**EXERCISE REQUIREMENTS:** Nothing may be dropped. Retype the whole listing exactly.

=== Section Start ===

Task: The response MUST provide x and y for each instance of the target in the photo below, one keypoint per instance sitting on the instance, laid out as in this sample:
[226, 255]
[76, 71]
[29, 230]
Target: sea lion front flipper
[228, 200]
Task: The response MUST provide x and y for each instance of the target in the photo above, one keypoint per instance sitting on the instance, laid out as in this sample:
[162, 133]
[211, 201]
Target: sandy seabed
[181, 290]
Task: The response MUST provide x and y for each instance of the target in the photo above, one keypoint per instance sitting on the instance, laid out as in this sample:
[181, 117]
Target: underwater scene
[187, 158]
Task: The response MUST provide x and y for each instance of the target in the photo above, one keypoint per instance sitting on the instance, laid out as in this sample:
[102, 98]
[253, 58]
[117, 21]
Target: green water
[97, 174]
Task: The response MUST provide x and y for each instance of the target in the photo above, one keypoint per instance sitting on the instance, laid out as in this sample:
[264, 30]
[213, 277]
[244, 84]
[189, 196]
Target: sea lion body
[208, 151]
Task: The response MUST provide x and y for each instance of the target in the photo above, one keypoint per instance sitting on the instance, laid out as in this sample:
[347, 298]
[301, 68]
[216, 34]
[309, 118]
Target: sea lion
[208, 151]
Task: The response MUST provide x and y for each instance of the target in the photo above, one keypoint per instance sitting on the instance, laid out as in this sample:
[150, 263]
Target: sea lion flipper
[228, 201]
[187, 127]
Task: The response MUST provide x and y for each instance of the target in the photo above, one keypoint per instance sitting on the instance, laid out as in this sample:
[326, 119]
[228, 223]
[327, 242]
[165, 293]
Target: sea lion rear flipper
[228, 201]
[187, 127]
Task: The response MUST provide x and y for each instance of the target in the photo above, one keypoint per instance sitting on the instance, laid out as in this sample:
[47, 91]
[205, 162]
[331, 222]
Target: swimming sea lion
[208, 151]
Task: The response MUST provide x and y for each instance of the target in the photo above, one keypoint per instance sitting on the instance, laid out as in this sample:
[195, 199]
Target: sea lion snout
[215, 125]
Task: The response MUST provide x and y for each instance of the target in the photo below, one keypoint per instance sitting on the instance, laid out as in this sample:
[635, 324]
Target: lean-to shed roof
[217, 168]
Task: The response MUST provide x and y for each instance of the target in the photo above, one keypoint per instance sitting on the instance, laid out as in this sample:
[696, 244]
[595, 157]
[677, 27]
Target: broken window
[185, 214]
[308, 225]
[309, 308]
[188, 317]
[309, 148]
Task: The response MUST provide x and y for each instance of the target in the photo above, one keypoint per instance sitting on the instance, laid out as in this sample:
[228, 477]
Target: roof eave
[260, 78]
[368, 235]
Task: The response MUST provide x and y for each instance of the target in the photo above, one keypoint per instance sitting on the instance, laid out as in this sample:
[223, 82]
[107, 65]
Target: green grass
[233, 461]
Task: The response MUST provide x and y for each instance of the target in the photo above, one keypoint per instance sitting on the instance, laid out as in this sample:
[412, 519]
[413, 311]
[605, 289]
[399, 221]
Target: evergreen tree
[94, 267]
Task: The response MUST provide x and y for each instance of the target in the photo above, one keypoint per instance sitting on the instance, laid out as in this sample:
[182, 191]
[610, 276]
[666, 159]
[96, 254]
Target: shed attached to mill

=== Section End ===

**RESPONSE AREA:**
Task: The response MUST provide x and y for each instance of the target in the photo below, one keypoint per instance sitting on the instance, laid out as in this sample:
[226, 255]
[76, 71]
[29, 230]
Target: sea lion front flipper
[228, 200]
Task: The response MUST provide x and y for each instance of the target in the photo above, one keypoint per instance sitting on the instance, laid out as in this sample:
[162, 133]
[211, 201]
Target: sandy seabed
[181, 290]
Task: The response MUST provide x and y for each instance of the target in the photo above, one keypoint per instance sitting on the instance, laid out as in this sample:
[181, 117]
Target: underwater scene
[187, 158]
Task: The response MUST provide x and y for each instance of the target in the photo above, one keypoint per instance sitting on the instance, laid out as in this sample:
[102, 98]
[253, 58]
[117, 21]
Target: green water
[97, 174]
Task: The response MUST provide x and y for each instance of the target in the photo above, one keypoint per instance sitting on the instance, laid out as in this sample:
[264, 30]
[213, 277]
[244, 84]
[189, 196]
Target: sea lion body
[208, 151]
Task: The response MUST provide x and y for each instance of the target in the photo above, one keypoint per instance sitting on the instance, laid out as in this sample:
[347, 298]
[301, 68]
[216, 34]
[309, 118]
Target: sea lion
[208, 151]
Task: The response MUST provide x and y for each instance of the target in the photo above, one keypoint per instance sitting on the instance, laid out as in this sample:
[150, 263]
Target: sea lion flipper
[228, 201]
[187, 127]
Task: The response MUST provide x and y for each instance of the target in the photo above, one keypoint per instance sitting on the instance, laid out as in this sample:
[326, 119]
[228, 223]
[327, 242]
[165, 293]
Target: sea lion rear flipper
[228, 201]
[187, 127]
Task: The response MUST provide x and y for each instance of the target in the photo above, one keypoint per instance sitting on the instance, laid out as in this sample:
[47, 91]
[205, 162]
[331, 222]
Target: swimming sea lion
[208, 151]
Task: The response MUST provide x and y for each instance of the target in the photo above, one keypoint per instance sitting on the instance, laid out as in this sample:
[195, 199]
Target: sea lion snout
[215, 125]
Task: The response MUST provide x and y for each instance of the target in the photo below, one keypoint per instance sitting on the instance, laid out as in this sample:
[635, 324]
Target: lean-to shed roof
[217, 168]
Task: The response MUST provide x and y for each instance of the target in the photo above, one keypoint per instance sitting on the instance, laid out as in this sample:
[696, 244]
[595, 157]
[677, 27]
Target: broken window
[185, 214]
[308, 225]
[309, 308]
[188, 317]
[309, 148]
Task: The response MUST provide x and y for each instance of the target in the photo above, one keypoint per instance sitting on the instance, laid out as in this sample:
[228, 477]
Target: roof eave
[260, 78]
[368, 235]
Task: The response MUST provide x and y for each instance of the target in the photo above, one keypoint per instance sitting on the instance, laid out as in this sample:
[223, 82]
[107, 65]
Target: green grass
[233, 461]
Task: The response MUST provide x and y for each instance of the target in the photo above, one keypoint per instance sitting on the instance, laid out as in this sample:
[412, 519]
[413, 311]
[605, 289]
[399, 221]
Target: evergreen tree
[94, 267]
Task: The response MUST provide x and y for each instance of the target in the photo above, one keypoint per instance sitting on the instance, laid out as in this sample:
[182, 191]
[610, 276]
[666, 159]
[96, 254]
Target: shed attached to mill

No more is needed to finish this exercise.